| Your objective |
While copying the entries exactly, leave out each picture they contain.

═══ Dataset entries

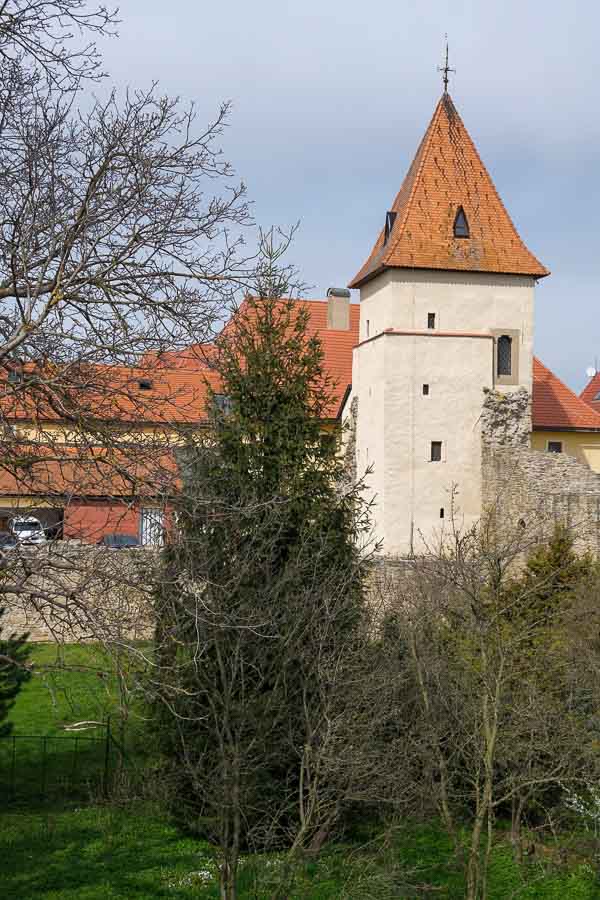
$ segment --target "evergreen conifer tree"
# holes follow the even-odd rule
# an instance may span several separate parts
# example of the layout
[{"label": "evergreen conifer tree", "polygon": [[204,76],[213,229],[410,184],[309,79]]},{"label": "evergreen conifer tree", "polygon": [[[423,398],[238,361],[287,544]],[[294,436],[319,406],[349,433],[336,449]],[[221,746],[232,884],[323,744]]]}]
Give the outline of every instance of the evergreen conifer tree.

══════

| Result for this exercise |
$ segment --target "evergreen conifer tree"
# holes follow the even-odd rule
# an instance may span several separate parts
# example of the layout
[{"label": "evergreen conifer tree", "polygon": [[204,76],[213,229],[410,184],[309,79]]},{"label": "evergreen conifer tree", "polygon": [[[423,398],[238,361],[287,544]],[[294,436],[319,406],[349,433],[336,449]],[[221,746],[232,884],[323,744]]]}]
Give the outline of every instance of the evergreen conifer tree.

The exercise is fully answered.